■ WORK ITEM:
Locate every line in the rows below that contains the string "clicks", and copy each such line in full.

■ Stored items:
────────────────────────────────────────

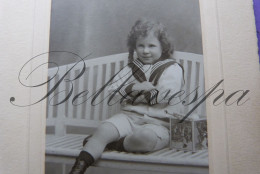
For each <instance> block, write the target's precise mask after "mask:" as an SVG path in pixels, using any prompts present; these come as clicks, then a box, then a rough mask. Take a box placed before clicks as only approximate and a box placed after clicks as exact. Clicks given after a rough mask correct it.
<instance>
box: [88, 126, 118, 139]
mask: <svg viewBox="0 0 260 174" xmlns="http://www.w3.org/2000/svg"><path fill="white" fill-rule="evenodd" d="M92 138H94V139H100V140H104V141H105V142H107V143H109V142H111V141H115V140H116V139H118V138H119V132H118V130H117V129H116V127H115V126H114V125H113V124H111V123H103V124H101V125H100V126H99V127H98V128H97V130H96V132H95V133H94V135H93V137H92Z"/></svg>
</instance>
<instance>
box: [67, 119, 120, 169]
mask: <svg viewBox="0 0 260 174" xmlns="http://www.w3.org/2000/svg"><path fill="white" fill-rule="evenodd" d="M118 138H119V132H118V131H117V129H116V127H115V126H114V125H112V124H111V123H104V124H102V125H100V126H99V128H98V129H97V131H96V132H95V133H94V135H93V136H92V137H91V138H90V139H89V141H88V142H87V144H86V145H85V146H84V148H83V151H81V152H80V154H79V156H78V157H77V158H76V162H75V163H74V165H73V167H72V169H71V171H70V173H69V174H84V172H85V171H86V169H87V168H88V167H89V166H90V165H92V164H93V163H94V161H95V160H97V159H98V158H99V157H100V155H101V154H102V152H103V151H104V148H105V146H106V145H107V144H108V143H110V142H112V141H115V140H117V139H118Z"/></svg>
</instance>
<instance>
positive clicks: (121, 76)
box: [70, 20, 183, 174]
mask: <svg viewBox="0 0 260 174" xmlns="http://www.w3.org/2000/svg"><path fill="white" fill-rule="evenodd" d="M128 48H129V57H128V61H129V64H128V66H126V67H124V68H123V69H122V70H121V71H120V72H119V73H118V74H117V75H116V76H115V77H114V79H113V82H112V83H111V85H110V86H109V89H108V90H109V91H110V92H111V93H113V92H114V93H115V92H116V95H115V96H114V97H113V98H116V97H119V100H121V101H122V105H123V107H122V108H123V109H122V112H120V113H118V114H116V115H114V116H113V117H111V118H110V119H108V120H106V121H104V122H103V123H102V124H101V125H100V126H99V127H98V129H97V131H96V132H95V133H94V134H93V136H92V137H91V138H89V139H88V141H87V143H86V144H85V146H84V148H83V151H81V153H80V154H79V156H78V157H77V159H76V162H75V164H74V166H73V167H72V170H71V172H70V174H83V173H84V172H85V170H86V168H87V167H89V166H90V165H91V164H93V163H94V161H96V160H98V159H99V158H100V156H101V154H102V152H103V151H104V149H105V147H106V146H107V145H108V144H109V143H110V144H111V142H114V141H117V145H116V146H117V150H125V151H128V152H150V151H155V150H159V149H162V148H164V147H166V146H167V145H168V144H169V130H168V128H167V125H168V118H167V114H166V112H165V111H166V110H167V109H169V108H171V107H172V106H170V105H169V99H171V96H172V95H173V94H175V93H176V92H178V91H180V89H181V86H182V83H183V69H182V68H181V67H180V65H179V64H177V63H176V62H175V61H174V60H173V59H172V54H173V47H172V44H171V43H170V42H169V40H168V36H167V34H166V30H165V27H164V26H163V25H162V24H161V23H156V22H153V21H148V20H138V21H137V22H136V23H135V25H134V26H133V27H132V30H131V31H130V34H129V36H128ZM134 52H136V55H137V58H134ZM122 98H123V99H124V100H122ZM172 98H174V97H172ZM117 101H118V100H117ZM118 140H119V141H118Z"/></svg>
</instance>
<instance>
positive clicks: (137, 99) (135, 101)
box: [133, 95, 147, 104]
mask: <svg viewBox="0 0 260 174" xmlns="http://www.w3.org/2000/svg"><path fill="white" fill-rule="evenodd" d="M138 103H147V100H146V99H145V96H144V95H140V96H139V97H137V98H136V99H135V100H134V101H133V104H138Z"/></svg>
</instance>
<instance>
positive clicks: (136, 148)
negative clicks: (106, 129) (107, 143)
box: [125, 129, 158, 151]
mask: <svg viewBox="0 0 260 174" xmlns="http://www.w3.org/2000/svg"><path fill="white" fill-rule="evenodd" d="M157 139H158V137H157V135H156V133H155V132H153V131H152V130H149V129H140V130H138V131H135V132H134V133H133V135H131V136H129V137H127V138H126V142H125V143H126V144H128V145H127V146H128V147H129V146H132V149H137V150H140V151H152V150H153V149H154V147H155V145H156V143H157ZM130 149H131V147H130Z"/></svg>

────────────────────────────────────────

■ ANSWER FOR THIS EXERCISE:
For each <instance> block, write the target's precise mask after "mask:" as an SVG path in pixels, using any prompts present; these come as clicks, then a box, then a rough mask. Take a box placed before clicks as only approximate and a box placed after clicks as exact. Clicks given after a rough mask correct it.
positive clicks: (121, 76)
positive clicks: (137, 99) (135, 101)
positive clicks: (136, 148)
negative clicks: (106, 129) (107, 143)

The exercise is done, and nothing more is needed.